THE PROBLEM:
Return all entries word for word, but drop any images.

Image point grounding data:
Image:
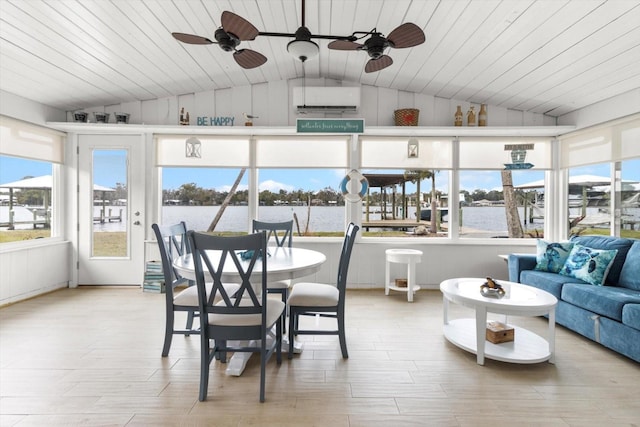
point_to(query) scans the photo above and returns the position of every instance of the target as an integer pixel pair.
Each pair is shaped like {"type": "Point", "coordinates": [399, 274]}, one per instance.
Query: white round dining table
{"type": "Point", "coordinates": [283, 263]}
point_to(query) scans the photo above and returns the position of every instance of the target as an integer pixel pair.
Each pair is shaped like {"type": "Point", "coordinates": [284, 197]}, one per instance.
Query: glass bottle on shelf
{"type": "Point", "coordinates": [458, 116]}
{"type": "Point", "coordinates": [482, 115]}
{"type": "Point", "coordinates": [471, 116]}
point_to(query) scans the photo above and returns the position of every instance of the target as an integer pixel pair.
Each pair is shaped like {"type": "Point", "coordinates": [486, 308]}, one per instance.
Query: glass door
{"type": "Point", "coordinates": [110, 206]}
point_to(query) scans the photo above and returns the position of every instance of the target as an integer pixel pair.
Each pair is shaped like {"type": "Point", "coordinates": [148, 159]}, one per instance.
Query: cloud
{"type": "Point", "coordinates": [274, 186]}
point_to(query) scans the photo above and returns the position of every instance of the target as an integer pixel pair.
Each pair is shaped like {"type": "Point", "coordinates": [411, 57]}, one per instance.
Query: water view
{"type": "Point", "coordinates": [490, 220]}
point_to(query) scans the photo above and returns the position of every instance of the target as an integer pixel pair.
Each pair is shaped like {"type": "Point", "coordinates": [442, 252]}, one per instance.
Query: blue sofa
{"type": "Point", "coordinates": [608, 314]}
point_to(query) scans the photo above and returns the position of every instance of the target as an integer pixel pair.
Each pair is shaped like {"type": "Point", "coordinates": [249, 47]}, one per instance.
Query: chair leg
{"type": "Point", "coordinates": [263, 367]}
{"type": "Point", "coordinates": [189, 326]}
{"type": "Point", "coordinates": [279, 338]}
{"type": "Point", "coordinates": [285, 295]}
{"type": "Point", "coordinates": [168, 333]}
{"type": "Point", "coordinates": [341, 335]}
{"type": "Point", "coordinates": [292, 320]}
{"type": "Point", "coordinates": [204, 365]}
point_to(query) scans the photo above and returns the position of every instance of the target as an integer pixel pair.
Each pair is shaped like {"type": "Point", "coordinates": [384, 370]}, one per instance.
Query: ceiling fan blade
{"type": "Point", "coordinates": [238, 26]}
{"type": "Point", "coordinates": [344, 45]}
{"type": "Point", "coordinates": [406, 35]}
{"type": "Point", "coordinates": [378, 64]}
{"type": "Point", "coordinates": [191, 38]}
{"type": "Point", "coordinates": [248, 58]}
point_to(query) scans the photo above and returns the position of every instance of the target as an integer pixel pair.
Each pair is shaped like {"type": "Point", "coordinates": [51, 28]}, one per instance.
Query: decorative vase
{"type": "Point", "coordinates": [458, 117]}
{"type": "Point", "coordinates": [471, 116]}
{"type": "Point", "coordinates": [482, 115]}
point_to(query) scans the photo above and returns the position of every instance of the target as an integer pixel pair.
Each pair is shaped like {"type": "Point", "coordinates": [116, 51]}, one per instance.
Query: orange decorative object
{"type": "Point", "coordinates": [407, 117]}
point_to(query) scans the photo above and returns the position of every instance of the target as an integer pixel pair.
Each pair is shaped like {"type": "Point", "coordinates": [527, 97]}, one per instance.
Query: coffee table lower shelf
{"type": "Point", "coordinates": [527, 347]}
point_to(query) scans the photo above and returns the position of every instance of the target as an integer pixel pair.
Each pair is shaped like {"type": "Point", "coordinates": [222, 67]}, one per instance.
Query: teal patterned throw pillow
{"type": "Point", "coordinates": [551, 257]}
{"type": "Point", "coordinates": [590, 265]}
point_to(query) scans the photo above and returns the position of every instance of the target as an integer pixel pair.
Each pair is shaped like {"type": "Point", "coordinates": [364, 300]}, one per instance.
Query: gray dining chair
{"type": "Point", "coordinates": [324, 300]}
{"type": "Point", "coordinates": [242, 321]}
{"type": "Point", "coordinates": [180, 293]}
{"type": "Point", "coordinates": [282, 234]}
{"type": "Point", "coordinates": [172, 243]}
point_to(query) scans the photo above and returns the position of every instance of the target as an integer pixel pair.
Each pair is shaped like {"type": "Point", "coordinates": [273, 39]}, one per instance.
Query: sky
{"type": "Point", "coordinates": [112, 172]}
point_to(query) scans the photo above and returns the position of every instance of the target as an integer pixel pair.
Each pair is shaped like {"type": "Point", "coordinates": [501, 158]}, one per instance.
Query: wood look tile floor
{"type": "Point", "coordinates": [91, 356]}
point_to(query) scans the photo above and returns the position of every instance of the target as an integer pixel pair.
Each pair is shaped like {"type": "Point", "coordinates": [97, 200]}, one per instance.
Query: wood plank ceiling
{"type": "Point", "coordinates": [542, 56]}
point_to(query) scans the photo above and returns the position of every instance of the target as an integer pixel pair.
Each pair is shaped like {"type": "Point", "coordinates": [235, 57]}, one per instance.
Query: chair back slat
{"type": "Point", "coordinates": [172, 243]}
{"type": "Point", "coordinates": [285, 228]}
{"type": "Point", "coordinates": [345, 257]}
{"type": "Point", "coordinates": [214, 256]}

WRITTEN RESPONSE:
Image:
point_to(query) scans the photo above and returns the position of every instance of the target as an integer pixel pair.
Each pair is shaped like {"type": "Point", "coordinates": [399, 274]}, one per instance.
Query: white round dining table
{"type": "Point", "coordinates": [283, 263]}
point_to(query) scans the photo above and returns the position of every instance of the target as an integer pixel pair.
Each pair is shaped like {"type": "Point", "coordinates": [284, 197]}, one per instance.
Query: glass bottle on shelf
{"type": "Point", "coordinates": [458, 116]}
{"type": "Point", "coordinates": [482, 115]}
{"type": "Point", "coordinates": [471, 116]}
point_to(query) scans the photo above and returns the position of every instance of the target as an integer pixel pair.
Each pair is shaped like {"type": "Point", "coordinates": [486, 308]}, one per instance.
Query: glass door
{"type": "Point", "coordinates": [110, 206]}
point_to(query) scans the photo above and returns the position of every instance of the target as an integer pixel pair.
Each pair is shaped like {"type": "Point", "coordinates": [148, 159]}, one per instance.
Query: cloud
{"type": "Point", "coordinates": [274, 186]}
point_to(query) scans the photo above and returns the position of every instance of the target as an integer pixel pair.
Each pair is shaped like {"type": "Point", "coordinates": [411, 57]}, one per instance.
Query: water view
{"type": "Point", "coordinates": [490, 220]}
point_to(query) scans the photo above and returns the position of every instance of the target as an integer pixel pair.
Each pair is shaped like {"type": "Point", "coordinates": [442, 252]}, one per instance.
Query: blue sofa
{"type": "Point", "coordinates": [608, 314]}
point_to(query) scans the photo above and returns the position of every instance of the target as an integer pixel pair.
Each pair is shaped like {"type": "Point", "coordinates": [249, 47]}, one per instance.
Query: chair leg
{"type": "Point", "coordinates": [263, 367]}
{"type": "Point", "coordinates": [189, 326]}
{"type": "Point", "coordinates": [279, 338]}
{"type": "Point", "coordinates": [285, 295]}
{"type": "Point", "coordinates": [168, 333]}
{"type": "Point", "coordinates": [341, 335]}
{"type": "Point", "coordinates": [292, 320]}
{"type": "Point", "coordinates": [204, 365]}
point_to(query) scans the photo above and returns the position of every instance of the target as an integer pixel pair.
Each pair is shaped like {"type": "Point", "coordinates": [384, 370]}, one per instance.
Query: ceiling fan blade
{"type": "Point", "coordinates": [238, 26]}
{"type": "Point", "coordinates": [344, 45]}
{"type": "Point", "coordinates": [406, 35]}
{"type": "Point", "coordinates": [378, 64]}
{"type": "Point", "coordinates": [191, 38]}
{"type": "Point", "coordinates": [248, 58]}
point_to(query) scans the photo above and returns the position of every instance of the target as an integer pixel pair.
Each pair is shaped like {"type": "Point", "coordinates": [51, 28]}, one per instance.
Query: decorative vase
{"type": "Point", "coordinates": [458, 117]}
{"type": "Point", "coordinates": [471, 116]}
{"type": "Point", "coordinates": [482, 115]}
point_to(query) scans the photo above and returns the position of every instance of the target as an integer pixel pair.
Each pair is shaped like {"type": "Point", "coordinates": [116, 51]}, one per instance.
Query: orange decorative object
{"type": "Point", "coordinates": [407, 117]}
point_to(query) scans the photo above and returns the position of every instance of the target as an integer pixel pair.
Each pair is shaped like {"type": "Point", "coordinates": [527, 97]}, one per instance.
Query: coffee table lower shelf
{"type": "Point", "coordinates": [527, 347]}
point_to(query) scans the photo above and returns the position of every instance of the target as an integer pixel pair.
Each pair is shaped like {"type": "Point", "coordinates": [222, 67]}, one per instance.
Query: teal patterned throw pillow
{"type": "Point", "coordinates": [551, 257]}
{"type": "Point", "coordinates": [590, 265]}
point_to(query) scans the photo above and returns the position of every instance of the target as an integer pixel pair.
Each pair is shaped like {"type": "Point", "coordinates": [364, 300]}, one per instance.
Query: gray dining chair
{"type": "Point", "coordinates": [324, 300]}
{"type": "Point", "coordinates": [242, 321]}
{"type": "Point", "coordinates": [180, 293]}
{"type": "Point", "coordinates": [282, 234]}
{"type": "Point", "coordinates": [172, 243]}
point_to(query) scans the photo above and returns the position of every instance of the target as an integer pixel pair.
Each pair is shaped like {"type": "Point", "coordinates": [273, 39]}, one per instance.
Query: sky
{"type": "Point", "coordinates": [112, 172]}
point_to(query) scans the photo above and returns the position of every instance of the target as an integer pixel pair.
Each pair is shaped like {"type": "Point", "coordinates": [501, 158]}, one per instance.
Query: wood look tile floor
{"type": "Point", "coordinates": [91, 356]}
point_to(query) scans the photo above and returns the position of every instance of the target as an integer pixel pair.
Each pair is shaped like {"type": "Point", "coordinates": [97, 200]}, one per instance.
Query: wood plank ceiling
{"type": "Point", "coordinates": [542, 56]}
point_to(query) scans the photo above and returns the position of every instance of the target as an integer pixel pair.
Each pair is shaped like {"type": "Point", "coordinates": [235, 57]}, one per instance.
Query: chair back slat
{"type": "Point", "coordinates": [172, 243]}
{"type": "Point", "coordinates": [285, 228]}
{"type": "Point", "coordinates": [345, 257]}
{"type": "Point", "coordinates": [214, 256]}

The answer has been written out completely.